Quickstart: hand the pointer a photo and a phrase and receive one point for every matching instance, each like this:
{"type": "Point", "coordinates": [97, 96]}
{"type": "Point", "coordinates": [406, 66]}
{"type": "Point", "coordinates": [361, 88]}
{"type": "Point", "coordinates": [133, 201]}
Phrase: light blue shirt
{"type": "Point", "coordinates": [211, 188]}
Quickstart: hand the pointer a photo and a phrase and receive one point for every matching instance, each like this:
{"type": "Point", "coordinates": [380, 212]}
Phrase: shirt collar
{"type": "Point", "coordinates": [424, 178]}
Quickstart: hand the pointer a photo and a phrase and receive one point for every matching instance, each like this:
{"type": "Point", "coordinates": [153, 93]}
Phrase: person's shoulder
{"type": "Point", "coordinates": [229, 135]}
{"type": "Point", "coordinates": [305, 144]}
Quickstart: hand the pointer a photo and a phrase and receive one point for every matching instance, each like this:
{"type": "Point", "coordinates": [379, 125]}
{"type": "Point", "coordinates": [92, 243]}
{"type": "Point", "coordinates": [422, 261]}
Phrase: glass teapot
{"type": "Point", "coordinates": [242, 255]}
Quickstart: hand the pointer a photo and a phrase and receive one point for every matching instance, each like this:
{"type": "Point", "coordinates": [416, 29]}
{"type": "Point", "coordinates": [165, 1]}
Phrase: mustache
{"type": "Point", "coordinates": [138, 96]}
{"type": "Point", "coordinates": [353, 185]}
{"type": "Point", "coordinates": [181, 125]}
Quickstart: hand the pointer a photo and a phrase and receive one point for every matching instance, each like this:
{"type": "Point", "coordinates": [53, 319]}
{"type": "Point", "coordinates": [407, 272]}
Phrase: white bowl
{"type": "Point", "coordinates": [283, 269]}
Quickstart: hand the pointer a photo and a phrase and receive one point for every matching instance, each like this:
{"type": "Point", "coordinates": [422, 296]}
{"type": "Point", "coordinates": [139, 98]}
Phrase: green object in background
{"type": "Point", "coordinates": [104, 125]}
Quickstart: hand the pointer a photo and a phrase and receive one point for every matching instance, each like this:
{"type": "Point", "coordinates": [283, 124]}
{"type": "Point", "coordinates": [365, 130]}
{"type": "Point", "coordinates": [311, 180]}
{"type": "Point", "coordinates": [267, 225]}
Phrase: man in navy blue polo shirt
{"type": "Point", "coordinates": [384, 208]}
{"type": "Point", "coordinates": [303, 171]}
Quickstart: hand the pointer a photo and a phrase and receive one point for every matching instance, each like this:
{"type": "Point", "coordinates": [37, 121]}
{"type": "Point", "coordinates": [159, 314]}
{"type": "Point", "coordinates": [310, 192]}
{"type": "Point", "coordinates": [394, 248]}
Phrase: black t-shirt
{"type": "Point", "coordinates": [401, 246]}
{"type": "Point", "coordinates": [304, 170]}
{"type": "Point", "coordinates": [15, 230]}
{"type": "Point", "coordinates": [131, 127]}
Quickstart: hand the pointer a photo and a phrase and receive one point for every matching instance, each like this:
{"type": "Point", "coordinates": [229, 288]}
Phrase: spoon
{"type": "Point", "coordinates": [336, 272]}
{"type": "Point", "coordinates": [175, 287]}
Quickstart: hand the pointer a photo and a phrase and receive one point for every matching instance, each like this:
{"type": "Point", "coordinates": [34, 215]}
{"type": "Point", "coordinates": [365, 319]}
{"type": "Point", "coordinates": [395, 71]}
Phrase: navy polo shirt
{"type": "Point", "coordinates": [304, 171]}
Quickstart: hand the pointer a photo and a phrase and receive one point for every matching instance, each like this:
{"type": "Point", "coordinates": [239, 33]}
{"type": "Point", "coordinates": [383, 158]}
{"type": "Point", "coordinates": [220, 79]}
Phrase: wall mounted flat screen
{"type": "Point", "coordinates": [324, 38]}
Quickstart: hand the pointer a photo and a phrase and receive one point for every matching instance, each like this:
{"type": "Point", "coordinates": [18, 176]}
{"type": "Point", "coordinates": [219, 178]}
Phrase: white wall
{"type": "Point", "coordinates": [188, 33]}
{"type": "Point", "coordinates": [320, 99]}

----------

Your instructions:
What is wanted is every line above, written out exactly.

Output for this exercise:
Quickstart: hand the pointer a photo and a phrase and receive one point for every matching instance, each like this:
{"type": "Point", "coordinates": [97, 96]}
{"type": "Point", "coordinates": [406, 66]}
{"type": "Point", "coordinates": [361, 88]}
{"type": "Point", "coordinates": [133, 201]}
Phrase: light blue shirt
{"type": "Point", "coordinates": [211, 188]}
Quickstart: hand the pointer a photo and a phrase and receive one point for every matching instance, each like this:
{"type": "Point", "coordinates": [380, 212]}
Phrase: shirt collar
{"type": "Point", "coordinates": [424, 178]}
Quickstart: hand the pointer a photo and a phrase and receive one point for every matching instance, each like this:
{"type": "Point", "coordinates": [153, 93]}
Phrase: person's shoulder
{"type": "Point", "coordinates": [229, 135]}
{"type": "Point", "coordinates": [305, 144]}
Quickstart: hand the pointer a photo and a phrase and receive one point for every matching instance, each like this:
{"type": "Point", "coordinates": [379, 125]}
{"type": "Point", "coordinates": [92, 243]}
{"type": "Point", "coordinates": [422, 261]}
Phrase: glass teapot
{"type": "Point", "coordinates": [242, 255]}
Quickstart: hand the pointer a photo and a phrase and receive one point for every matching instance, each like this:
{"type": "Point", "coordinates": [416, 29]}
{"type": "Point", "coordinates": [165, 1]}
Phrase: mustache
{"type": "Point", "coordinates": [138, 96]}
{"type": "Point", "coordinates": [353, 185]}
{"type": "Point", "coordinates": [181, 125]}
Quickstart: hand the pointer a photo and a phrase and receive one point for every matching instance, each like this:
{"type": "Point", "coordinates": [53, 319]}
{"type": "Point", "coordinates": [407, 272]}
Phrase: white bowl
{"type": "Point", "coordinates": [283, 269]}
Quickstart: hand the pointer a photo and a phrase and receive one point for every matching instance, each like this:
{"type": "Point", "coordinates": [422, 296]}
{"type": "Point", "coordinates": [139, 98]}
Phrase: green object in background
{"type": "Point", "coordinates": [104, 125]}
Quickstart: hand the pointer a photo and a phrase and receive one point for every matching instance, each like this:
{"type": "Point", "coordinates": [283, 124]}
{"type": "Point", "coordinates": [365, 130]}
{"type": "Point", "coordinates": [311, 180]}
{"type": "Point", "coordinates": [267, 225]}
Phrase: man in navy blue polo shirt
{"type": "Point", "coordinates": [384, 208]}
{"type": "Point", "coordinates": [303, 171]}
Quickstart: hand the pointer a photo and a phrase and receive one point for every matching instance, each like this:
{"type": "Point", "coordinates": [37, 121]}
{"type": "Point", "coordinates": [159, 314]}
{"type": "Point", "coordinates": [310, 192]}
{"type": "Point", "coordinates": [394, 248]}
Phrase: black t-shirt
{"type": "Point", "coordinates": [401, 246]}
{"type": "Point", "coordinates": [304, 170]}
{"type": "Point", "coordinates": [15, 230]}
{"type": "Point", "coordinates": [131, 127]}
Quickstart: hand the pointer a photo and a phrase and receive one point for every matching instance, each like this:
{"type": "Point", "coordinates": [229, 288]}
Phrase: spoon
{"type": "Point", "coordinates": [336, 272]}
{"type": "Point", "coordinates": [175, 287]}
Quickstart: hand the pointer a photo and a phrase and receive one point for every matching instance, each like this:
{"type": "Point", "coordinates": [34, 215]}
{"type": "Point", "coordinates": [365, 319]}
{"type": "Point", "coordinates": [395, 71]}
Phrase: navy polo shirt
{"type": "Point", "coordinates": [304, 171]}
Quickstart: hand the pointer a photo and a phrase and receive one point for every matching instance, each like this:
{"type": "Point", "coordinates": [239, 33]}
{"type": "Point", "coordinates": [383, 158]}
{"type": "Point", "coordinates": [220, 79]}
Phrase: wall mounted flat screen
{"type": "Point", "coordinates": [324, 38]}
Quickstart: hand the pointer a photo and a phrase and receive one point for every matching instance, each like this:
{"type": "Point", "coordinates": [18, 176]}
{"type": "Point", "coordinates": [219, 178]}
Phrase: white wall
{"type": "Point", "coordinates": [188, 33]}
{"type": "Point", "coordinates": [320, 99]}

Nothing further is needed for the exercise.